*Directive*: Render as a numbered list the lines starting at the one that contains "# draw the outline of every instance of the navy" and ending after the one that contains "65), (149, 59)]]", skipping any blank lines.

== Dataset records

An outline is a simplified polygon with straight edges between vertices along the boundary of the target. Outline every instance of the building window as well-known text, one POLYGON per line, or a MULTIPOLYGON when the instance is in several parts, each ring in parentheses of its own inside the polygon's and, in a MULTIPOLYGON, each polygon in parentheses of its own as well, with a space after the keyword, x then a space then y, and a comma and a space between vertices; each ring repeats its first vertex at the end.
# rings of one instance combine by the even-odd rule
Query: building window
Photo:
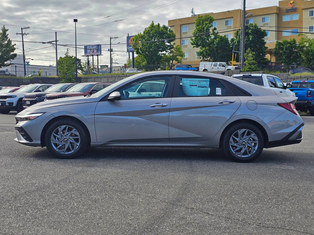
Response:
POLYGON ((297 35, 299 34, 299 29, 294 29, 291 30, 291 35, 297 35))
POLYGON ((232 34, 225 34, 225 36, 226 36, 229 40, 230 40, 232 38, 232 34))
POLYGON ((228 20, 225 21, 225 26, 229 26, 232 25, 232 20, 228 20))
POLYGON ((285 30, 282 30, 283 32, 282 32, 282 36, 288 36, 290 35, 290 29, 286 29, 285 30))
POLYGON ((253 24, 253 19, 247 19, 245 20, 245 24, 253 24))
POLYGON ((184 39, 182 41, 182 45, 187 45, 187 39, 184 39))
POLYGON ((188 26, 182 26, 181 27, 181 32, 187 32, 187 30, 188 30, 188 26))
POLYGON ((299 13, 298 14, 293 14, 291 15, 291 20, 295 20, 299 19, 299 13))
POLYGON ((290 18, 291 17, 291 15, 284 15, 282 16, 282 21, 289 21, 289 20, 291 20, 290 18))
POLYGON ((265 16, 262 18, 262 23, 267 23, 270 21, 270 18, 269 16, 265 16))

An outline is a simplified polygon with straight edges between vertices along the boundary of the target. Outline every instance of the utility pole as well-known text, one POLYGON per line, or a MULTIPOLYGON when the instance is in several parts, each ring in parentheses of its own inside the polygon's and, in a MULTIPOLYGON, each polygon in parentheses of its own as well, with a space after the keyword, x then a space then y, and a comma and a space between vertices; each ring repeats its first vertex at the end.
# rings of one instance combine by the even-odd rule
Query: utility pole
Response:
POLYGON ((111 49, 111 39, 112 38, 118 38, 117 37, 110 37, 110 73, 112 73, 112 58, 111 57, 111 52, 112 51, 111 49))
POLYGON ((24 52, 24 40, 23 39, 23 35, 26 35, 28 34, 23 34, 23 29, 29 29, 29 26, 27 26, 27 27, 24 27, 23 28, 21 28, 21 33, 19 34, 17 32, 16 35, 17 35, 18 34, 22 34, 22 48, 23 49, 23 64, 24 66, 24 76, 26 76, 26 69, 25 68, 25 54, 24 52))
POLYGON ((245 0, 243 0, 243 10, 242 10, 242 35, 241 42, 241 63, 240 68, 243 69, 244 64, 244 41, 245 40, 245 0))
POLYGON ((59 40, 57 40, 57 32, 56 32, 56 40, 54 40, 53 41, 49 41, 49 42, 43 42, 43 43, 50 43, 51 44, 51 45, 52 46, 52 47, 56 50, 56 73, 57 74, 57 76, 58 76, 58 74, 59 72, 58 71, 58 51, 57 48, 57 42, 59 41, 59 40), (53 43, 53 42, 54 43, 54 44, 53 43))

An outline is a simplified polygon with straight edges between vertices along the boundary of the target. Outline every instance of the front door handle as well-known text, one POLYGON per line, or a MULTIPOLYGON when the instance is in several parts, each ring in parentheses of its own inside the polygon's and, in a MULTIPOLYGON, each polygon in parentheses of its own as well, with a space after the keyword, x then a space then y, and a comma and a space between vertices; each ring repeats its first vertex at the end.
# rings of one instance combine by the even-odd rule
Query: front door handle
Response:
POLYGON ((230 103, 234 103, 236 102, 235 100, 224 100, 219 101, 218 102, 219 104, 228 104, 230 103))
POLYGON ((161 108, 162 107, 166 106, 168 105, 168 104, 161 104, 160 103, 157 103, 156 104, 152 104, 149 107, 152 107, 154 108, 161 108))

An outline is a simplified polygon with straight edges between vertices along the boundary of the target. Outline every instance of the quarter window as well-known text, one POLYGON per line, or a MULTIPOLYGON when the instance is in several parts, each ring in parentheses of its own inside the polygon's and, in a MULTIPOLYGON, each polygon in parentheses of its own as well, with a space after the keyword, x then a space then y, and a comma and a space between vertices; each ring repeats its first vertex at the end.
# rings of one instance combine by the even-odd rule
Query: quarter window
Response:
POLYGON ((268 85, 270 87, 274 88, 276 87, 276 82, 275 82, 275 79, 274 79, 273 77, 268 76, 267 81, 268 81, 268 85))
POLYGON ((289 21, 291 19, 290 19, 291 17, 291 15, 286 15, 283 16, 282 21, 289 21))
POLYGON ((132 82, 118 90, 122 100, 165 97, 171 77, 154 77, 132 82))
POLYGON ((188 30, 188 26, 182 26, 181 27, 181 31, 182 32, 187 32, 188 30))
POLYGON ((299 19, 299 13, 298 14, 293 14, 291 15, 291 20, 295 20, 299 19))
POLYGON ((228 20, 225 21, 225 26, 232 25, 232 20, 228 20))
POLYGON ((178 96, 221 96, 225 93, 225 87, 218 80, 182 76, 180 80, 178 96))
POLYGON ((264 16, 262 18, 262 23, 267 23, 270 21, 270 18, 269 16, 264 16))

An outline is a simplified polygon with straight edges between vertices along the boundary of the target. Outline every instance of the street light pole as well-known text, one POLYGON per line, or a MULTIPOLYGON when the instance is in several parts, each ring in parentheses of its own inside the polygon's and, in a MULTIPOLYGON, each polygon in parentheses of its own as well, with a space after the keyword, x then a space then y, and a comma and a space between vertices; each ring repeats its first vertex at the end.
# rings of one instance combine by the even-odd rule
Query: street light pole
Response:
MULTIPOLYGON (((244 0, 245 1, 245 0, 244 0)), ((75 23, 75 82, 78 80, 78 61, 77 54, 76 52, 76 22, 78 22, 77 19, 73 19, 73 22, 75 23)))

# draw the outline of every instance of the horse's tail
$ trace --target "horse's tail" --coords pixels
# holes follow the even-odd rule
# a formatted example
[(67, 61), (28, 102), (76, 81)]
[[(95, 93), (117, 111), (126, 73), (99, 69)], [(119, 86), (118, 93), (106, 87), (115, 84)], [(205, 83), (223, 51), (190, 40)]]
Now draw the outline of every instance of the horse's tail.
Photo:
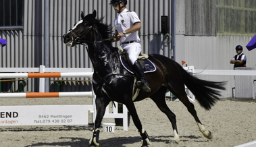
[(200, 105), (206, 110), (211, 109), (211, 107), (220, 99), (220, 91), (218, 90), (226, 90), (224, 85), (226, 82), (211, 82), (199, 79), (184, 69), (180, 64), (175, 63), (180, 68), (185, 85), (195, 95)]

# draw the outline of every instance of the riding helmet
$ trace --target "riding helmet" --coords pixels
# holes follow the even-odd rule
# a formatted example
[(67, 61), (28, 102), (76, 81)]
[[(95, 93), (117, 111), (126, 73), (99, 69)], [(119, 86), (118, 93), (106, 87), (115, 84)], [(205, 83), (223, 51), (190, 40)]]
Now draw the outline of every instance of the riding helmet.
[(238, 46), (236, 46), (236, 51), (240, 51), (240, 50), (242, 50), (242, 46), (240, 46), (240, 45), (238, 45)]
[(121, 3), (122, 1), (124, 2), (124, 3), (125, 5), (127, 5), (127, 0), (111, 0), (110, 1), (109, 5), (111, 5), (111, 4), (113, 3), (116, 3), (116, 2)]

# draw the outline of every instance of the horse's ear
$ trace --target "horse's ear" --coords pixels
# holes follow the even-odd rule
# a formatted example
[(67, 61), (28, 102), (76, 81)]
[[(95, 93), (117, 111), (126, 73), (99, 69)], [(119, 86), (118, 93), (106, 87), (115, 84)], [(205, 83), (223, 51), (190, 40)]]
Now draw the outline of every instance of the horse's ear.
[(96, 10), (94, 10), (94, 11), (93, 11), (93, 18), (96, 18)]
[(81, 13), (81, 18), (82, 18), (82, 20), (84, 19), (84, 12), (82, 11), (82, 13)]

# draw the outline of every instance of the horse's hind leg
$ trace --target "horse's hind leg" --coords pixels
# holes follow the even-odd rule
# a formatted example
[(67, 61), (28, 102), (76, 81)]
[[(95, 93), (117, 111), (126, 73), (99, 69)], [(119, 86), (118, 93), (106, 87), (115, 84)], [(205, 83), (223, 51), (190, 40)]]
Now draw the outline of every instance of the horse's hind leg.
[(166, 88), (162, 88), (159, 90), (156, 93), (151, 96), (151, 99), (155, 102), (158, 108), (165, 113), (171, 121), (172, 129), (174, 134), (174, 142), (178, 143), (180, 142), (180, 137), (178, 134), (176, 115), (166, 105), (165, 101), (165, 92)]
[(151, 142), (149, 140), (149, 136), (147, 135), (146, 131), (145, 131), (143, 128), (141, 122), (138, 118), (138, 113), (136, 111), (136, 108), (132, 100), (128, 100), (128, 102), (126, 101), (126, 106), (128, 109), (130, 114), (132, 115), (133, 123), (138, 129), (138, 131), (140, 132), (143, 144), (142, 147), (146, 147), (148, 146), (148, 145), (151, 145)]
[(180, 93), (174, 92), (174, 94), (186, 106), (186, 107), (188, 109), (188, 112), (194, 117), (197, 124), (199, 127), (200, 131), (203, 134), (203, 135), (208, 139), (211, 139), (213, 138), (211, 132), (207, 130), (203, 125), (201, 123), (199, 119), (197, 117), (197, 111), (195, 109), (194, 105), (189, 101), (186, 92), (184, 91), (182, 91)]

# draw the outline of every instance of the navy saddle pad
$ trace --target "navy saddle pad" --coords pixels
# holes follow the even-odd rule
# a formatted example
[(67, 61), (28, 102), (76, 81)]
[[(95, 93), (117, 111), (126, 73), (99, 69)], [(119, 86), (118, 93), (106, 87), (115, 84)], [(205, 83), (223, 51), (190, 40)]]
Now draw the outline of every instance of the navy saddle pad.
[[(134, 71), (129, 65), (126, 61), (124, 60), (124, 57), (122, 56), (120, 56), (120, 58), (122, 65), (123, 65), (124, 67), (129, 72), (132, 73), (132, 74), (134, 74)], [(143, 59), (143, 61), (145, 63), (145, 67), (143, 68), (144, 73), (153, 72), (157, 69), (155, 65), (149, 59)]]

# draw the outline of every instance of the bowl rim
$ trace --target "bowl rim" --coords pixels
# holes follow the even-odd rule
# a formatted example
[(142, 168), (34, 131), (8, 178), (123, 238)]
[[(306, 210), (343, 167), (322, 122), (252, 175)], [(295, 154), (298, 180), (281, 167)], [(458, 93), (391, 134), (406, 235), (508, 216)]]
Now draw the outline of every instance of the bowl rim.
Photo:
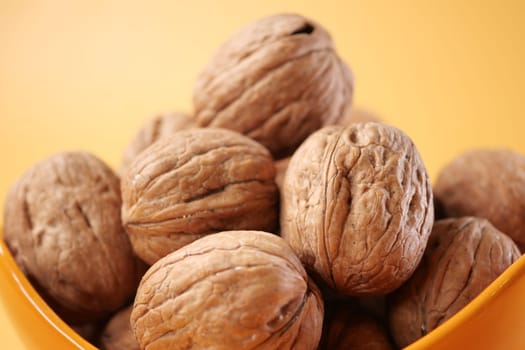
[[(33, 287), (31, 282), (27, 279), (25, 274), (22, 272), (18, 264), (16, 263), (11, 251), (7, 247), (6, 242), (3, 238), (3, 228), (0, 226), (0, 264), (8, 272), (10, 281), (5, 283), (14, 283), (18, 289), (19, 294), (27, 301), (33, 308), (34, 311), (39, 314), (39, 317), (43, 319), (52, 329), (63, 336), (70, 344), (72, 348), (83, 349), (83, 350), (97, 350), (95, 346), (89, 343), (86, 339), (81, 337), (73, 328), (71, 328), (64, 320), (62, 320), (55, 311), (44, 301), (40, 294)], [(4, 300), (0, 301), (4, 302)], [(6, 312), (6, 317), (10, 320), (10, 312)], [(16, 329), (16, 327), (15, 327)], [(20, 333), (17, 330), (17, 335), (20, 337)]]
[[(11, 281), (18, 287), (22, 296), (29, 302), (35, 311), (46, 321), (52, 328), (65, 337), (73, 347), (85, 350), (97, 350), (83, 337), (81, 337), (75, 330), (73, 330), (65, 321), (63, 321), (54, 310), (42, 299), (40, 294), (34, 289), (31, 282), (24, 275), (18, 264), (16, 263), (11, 251), (8, 249), (3, 238), (3, 227), (0, 226), (0, 265), (2, 268), (9, 271)], [(525, 255), (521, 255), (512, 265), (510, 265), (501, 275), (499, 275), (492, 283), (490, 283), (481, 293), (479, 293), (473, 300), (465, 307), (447, 319), (441, 325), (436, 327), (425, 336), (419, 338), (415, 342), (409, 344), (404, 349), (406, 350), (424, 350), (431, 349), (435, 344), (447, 337), (450, 333), (461, 328), (462, 324), (469, 322), (469, 320), (476, 317), (476, 315), (483, 311), (484, 306), (490, 303), (494, 298), (501, 294), (508, 288), (514, 279), (520, 274), (525, 273)], [(7, 315), (8, 318), (11, 316)]]
[(446, 338), (449, 334), (461, 329), (461, 325), (474, 319), (479, 313), (483, 312), (487, 304), (502, 294), (509, 288), (516, 278), (525, 272), (525, 256), (521, 255), (503, 273), (492, 281), (474, 299), (464, 306), (457, 313), (443, 322), (425, 336), (409, 344), (405, 350), (424, 350), (434, 349), (436, 344)]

====

*Result for this exercise*:
1. # draw the outline of every instance of the navy saddle pad
2. $ trace --target "navy saddle pad" --coords pixels
3. # holes follow the even-odd rule
4. # a formatted example
5. [(67, 61), (28, 102), (76, 81)]
6. [[(95, 93), (117, 111), (126, 73), (99, 69)], [(119, 86), (118, 93), (106, 87), (115, 84)], [(205, 83), (223, 51), (190, 40)]]
7. Now draw the outline of every instance of the navy saddle pad.
8. [[(134, 71), (129, 65), (126, 61), (124, 60), (124, 57), (122, 56), (120, 56), (120, 58), (122, 65), (123, 65), (124, 67), (129, 72), (132, 73), (132, 74), (134, 74)], [(143, 59), (143, 61), (145, 63), (145, 67), (143, 68), (144, 73), (153, 72), (157, 69), (155, 65), (149, 59)]]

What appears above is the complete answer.